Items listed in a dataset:

<<<<

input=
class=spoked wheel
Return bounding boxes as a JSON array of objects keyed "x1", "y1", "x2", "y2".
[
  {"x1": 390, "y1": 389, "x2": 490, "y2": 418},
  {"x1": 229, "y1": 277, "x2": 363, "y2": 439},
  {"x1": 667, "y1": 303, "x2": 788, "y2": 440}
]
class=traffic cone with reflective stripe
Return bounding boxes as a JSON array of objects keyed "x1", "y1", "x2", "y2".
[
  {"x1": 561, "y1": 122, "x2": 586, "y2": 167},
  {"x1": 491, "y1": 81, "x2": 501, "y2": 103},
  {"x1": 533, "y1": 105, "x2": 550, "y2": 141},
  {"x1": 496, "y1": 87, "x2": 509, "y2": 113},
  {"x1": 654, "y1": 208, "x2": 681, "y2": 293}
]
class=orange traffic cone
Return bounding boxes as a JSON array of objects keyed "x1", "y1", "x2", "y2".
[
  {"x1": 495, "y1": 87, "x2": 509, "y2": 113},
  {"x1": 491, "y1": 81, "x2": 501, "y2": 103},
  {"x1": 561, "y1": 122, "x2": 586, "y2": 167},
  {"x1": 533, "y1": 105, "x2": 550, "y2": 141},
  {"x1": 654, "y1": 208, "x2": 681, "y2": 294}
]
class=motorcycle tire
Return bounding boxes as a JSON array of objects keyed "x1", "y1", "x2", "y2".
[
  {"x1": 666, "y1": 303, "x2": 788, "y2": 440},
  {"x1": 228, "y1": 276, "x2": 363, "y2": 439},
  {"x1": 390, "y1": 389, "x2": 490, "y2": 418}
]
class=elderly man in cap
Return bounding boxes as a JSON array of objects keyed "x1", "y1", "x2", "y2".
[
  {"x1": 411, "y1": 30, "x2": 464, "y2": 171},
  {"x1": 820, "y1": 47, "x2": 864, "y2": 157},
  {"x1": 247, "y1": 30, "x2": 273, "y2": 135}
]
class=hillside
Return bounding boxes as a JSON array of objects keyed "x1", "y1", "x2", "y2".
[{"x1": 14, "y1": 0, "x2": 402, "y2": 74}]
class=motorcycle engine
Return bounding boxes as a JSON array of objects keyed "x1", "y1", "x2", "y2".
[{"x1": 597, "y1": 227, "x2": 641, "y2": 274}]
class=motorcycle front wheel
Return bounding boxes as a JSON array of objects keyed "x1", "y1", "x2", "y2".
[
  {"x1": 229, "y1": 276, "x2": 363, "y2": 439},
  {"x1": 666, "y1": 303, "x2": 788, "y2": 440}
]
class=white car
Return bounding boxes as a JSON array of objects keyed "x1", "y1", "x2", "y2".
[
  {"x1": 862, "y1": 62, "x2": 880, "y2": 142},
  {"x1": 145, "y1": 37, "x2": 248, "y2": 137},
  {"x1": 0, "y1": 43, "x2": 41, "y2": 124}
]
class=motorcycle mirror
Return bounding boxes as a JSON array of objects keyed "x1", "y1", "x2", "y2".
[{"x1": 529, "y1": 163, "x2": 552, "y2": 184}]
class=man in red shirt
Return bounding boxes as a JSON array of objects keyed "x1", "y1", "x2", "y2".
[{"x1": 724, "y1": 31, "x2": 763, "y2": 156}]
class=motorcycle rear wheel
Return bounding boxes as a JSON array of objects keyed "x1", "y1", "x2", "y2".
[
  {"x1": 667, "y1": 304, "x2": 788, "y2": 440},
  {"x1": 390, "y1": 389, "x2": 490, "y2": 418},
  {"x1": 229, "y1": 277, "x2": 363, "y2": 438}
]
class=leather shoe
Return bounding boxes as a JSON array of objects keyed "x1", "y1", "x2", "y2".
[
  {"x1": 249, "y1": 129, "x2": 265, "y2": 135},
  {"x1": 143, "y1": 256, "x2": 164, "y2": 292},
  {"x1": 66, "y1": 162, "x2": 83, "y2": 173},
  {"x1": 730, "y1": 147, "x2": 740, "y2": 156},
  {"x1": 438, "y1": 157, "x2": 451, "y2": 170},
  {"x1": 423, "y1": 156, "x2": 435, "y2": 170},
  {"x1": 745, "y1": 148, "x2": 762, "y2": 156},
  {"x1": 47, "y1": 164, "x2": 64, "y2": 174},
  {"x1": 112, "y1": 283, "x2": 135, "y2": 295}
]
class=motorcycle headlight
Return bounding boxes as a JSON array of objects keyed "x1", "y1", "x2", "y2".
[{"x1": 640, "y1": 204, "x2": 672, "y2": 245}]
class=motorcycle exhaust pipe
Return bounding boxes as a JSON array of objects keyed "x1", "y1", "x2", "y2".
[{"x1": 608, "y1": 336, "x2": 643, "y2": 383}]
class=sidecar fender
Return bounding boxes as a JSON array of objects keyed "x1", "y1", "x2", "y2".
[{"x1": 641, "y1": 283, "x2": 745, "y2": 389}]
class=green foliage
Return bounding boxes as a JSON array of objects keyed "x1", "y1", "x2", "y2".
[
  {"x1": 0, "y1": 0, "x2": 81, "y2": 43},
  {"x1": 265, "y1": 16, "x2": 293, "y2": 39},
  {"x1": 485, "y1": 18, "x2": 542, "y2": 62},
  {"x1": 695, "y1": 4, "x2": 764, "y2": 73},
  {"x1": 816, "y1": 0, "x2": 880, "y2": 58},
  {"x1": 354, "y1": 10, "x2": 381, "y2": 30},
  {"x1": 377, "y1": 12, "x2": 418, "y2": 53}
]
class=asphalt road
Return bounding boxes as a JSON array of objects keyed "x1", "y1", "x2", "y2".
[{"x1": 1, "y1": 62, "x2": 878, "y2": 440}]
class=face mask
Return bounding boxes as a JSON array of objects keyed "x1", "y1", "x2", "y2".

>>>>

- _Work instruction_
Write the entries out once more, exactly, without dropping a line.

- _Output for this task_
input=
class=spoked wheel
Return bounding boxes as a JSON array of objects keyed "x1", "y1", "x2", "y2".
[
  {"x1": 390, "y1": 389, "x2": 490, "y2": 418},
  {"x1": 229, "y1": 277, "x2": 363, "y2": 439},
  {"x1": 667, "y1": 303, "x2": 788, "y2": 440}
]
class=traffic cone with reflective stripe
Return bounding boxes as a JSON array of objects keyed "x1", "y1", "x2", "y2".
[
  {"x1": 561, "y1": 122, "x2": 586, "y2": 167},
  {"x1": 491, "y1": 81, "x2": 501, "y2": 103},
  {"x1": 533, "y1": 105, "x2": 550, "y2": 141},
  {"x1": 496, "y1": 87, "x2": 509, "y2": 113},
  {"x1": 654, "y1": 208, "x2": 681, "y2": 293}
]
class=orange traffic cone
Return bounding boxes as a JSON array of objects keyed "x1", "y1", "x2", "y2".
[
  {"x1": 495, "y1": 87, "x2": 509, "y2": 113},
  {"x1": 491, "y1": 81, "x2": 501, "y2": 103},
  {"x1": 561, "y1": 122, "x2": 586, "y2": 167},
  {"x1": 533, "y1": 105, "x2": 550, "y2": 141},
  {"x1": 654, "y1": 208, "x2": 681, "y2": 294}
]
class=motorcycle tire
Return bounding boxes as a JSON array of objects keyed "x1", "y1", "x2", "y2".
[
  {"x1": 666, "y1": 303, "x2": 788, "y2": 440},
  {"x1": 228, "y1": 276, "x2": 363, "y2": 439},
  {"x1": 390, "y1": 389, "x2": 490, "y2": 418}
]
class=elderly man in cap
Return bounding boxes as a JSON array of objects keyed "x1", "y1", "x2", "y2".
[
  {"x1": 411, "y1": 30, "x2": 464, "y2": 171},
  {"x1": 820, "y1": 47, "x2": 864, "y2": 157},
  {"x1": 247, "y1": 30, "x2": 273, "y2": 135}
]
class=hillside
Return bounding boxes as a JSON array of objects keyed "x1", "y1", "x2", "y2".
[{"x1": 14, "y1": 0, "x2": 402, "y2": 74}]
class=motorcycle engine
Return bounding boxes as a JSON array of objects keyed "x1", "y1", "x2", "y2".
[{"x1": 597, "y1": 227, "x2": 641, "y2": 274}]
class=motorcycle front wheel
Return bounding boxes as a JSON array of objects keyed "x1", "y1", "x2", "y2".
[
  {"x1": 229, "y1": 276, "x2": 363, "y2": 439},
  {"x1": 666, "y1": 303, "x2": 788, "y2": 440}
]
class=white car
Return bounding boxes as a JSON array of objects keyed "x1", "y1", "x2", "y2".
[
  {"x1": 862, "y1": 62, "x2": 880, "y2": 142},
  {"x1": 145, "y1": 37, "x2": 248, "y2": 137},
  {"x1": 0, "y1": 43, "x2": 41, "y2": 124}
]
class=motorcycle mirror
Return bounding boxes as a JSON array of objects keyed "x1", "y1", "x2", "y2".
[{"x1": 529, "y1": 163, "x2": 552, "y2": 184}]
class=man in red shirt
Return bounding boxes as a JSON array of objects keyed "x1", "y1", "x2", "y2".
[{"x1": 724, "y1": 31, "x2": 763, "y2": 156}]
class=motorcycle rear wheel
Return bounding boxes as a JSON array of objects keyed "x1", "y1", "x2", "y2".
[
  {"x1": 667, "y1": 304, "x2": 788, "y2": 440},
  {"x1": 390, "y1": 389, "x2": 490, "y2": 418},
  {"x1": 229, "y1": 277, "x2": 363, "y2": 438}
]
class=leather shoe
Return bounding boxes as a JSON array of objects keyed "x1", "y1", "x2", "y2".
[
  {"x1": 249, "y1": 129, "x2": 265, "y2": 135},
  {"x1": 143, "y1": 256, "x2": 164, "y2": 292},
  {"x1": 66, "y1": 162, "x2": 83, "y2": 173},
  {"x1": 730, "y1": 147, "x2": 740, "y2": 156},
  {"x1": 438, "y1": 157, "x2": 451, "y2": 170},
  {"x1": 423, "y1": 156, "x2": 435, "y2": 170},
  {"x1": 745, "y1": 148, "x2": 762, "y2": 156},
  {"x1": 47, "y1": 164, "x2": 64, "y2": 174},
  {"x1": 112, "y1": 283, "x2": 135, "y2": 295}
]
class=motorcycle headlight
Return bounding boxes as a JSON array of objects keyed "x1", "y1", "x2", "y2".
[{"x1": 640, "y1": 204, "x2": 672, "y2": 245}]
class=motorcycle exhaust pipe
Return bounding boxes as a JSON array of objects keyed "x1", "y1", "x2", "y2".
[{"x1": 608, "y1": 336, "x2": 643, "y2": 383}]
class=sidecar fender
Return bounding boxes as a JSON array of objects keyed "x1", "y1", "x2", "y2".
[{"x1": 641, "y1": 283, "x2": 745, "y2": 389}]
class=green foliage
Return bounding boxes as a JSON array of objects keyed "x1", "y1", "x2", "y2".
[
  {"x1": 0, "y1": 0, "x2": 81, "y2": 43},
  {"x1": 265, "y1": 16, "x2": 293, "y2": 39},
  {"x1": 485, "y1": 18, "x2": 542, "y2": 62},
  {"x1": 695, "y1": 4, "x2": 764, "y2": 73},
  {"x1": 816, "y1": 0, "x2": 880, "y2": 58},
  {"x1": 354, "y1": 10, "x2": 381, "y2": 30},
  {"x1": 377, "y1": 12, "x2": 418, "y2": 53}
]
class=asphalt road
Return bounding boxes as a JSON array of objects keyed "x1", "y1", "x2", "y2".
[{"x1": 1, "y1": 62, "x2": 878, "y2": 440}]
class=face mask
Return bounding boxes as a JSON array of objects keyed "x1", "y1", "x2", "y2".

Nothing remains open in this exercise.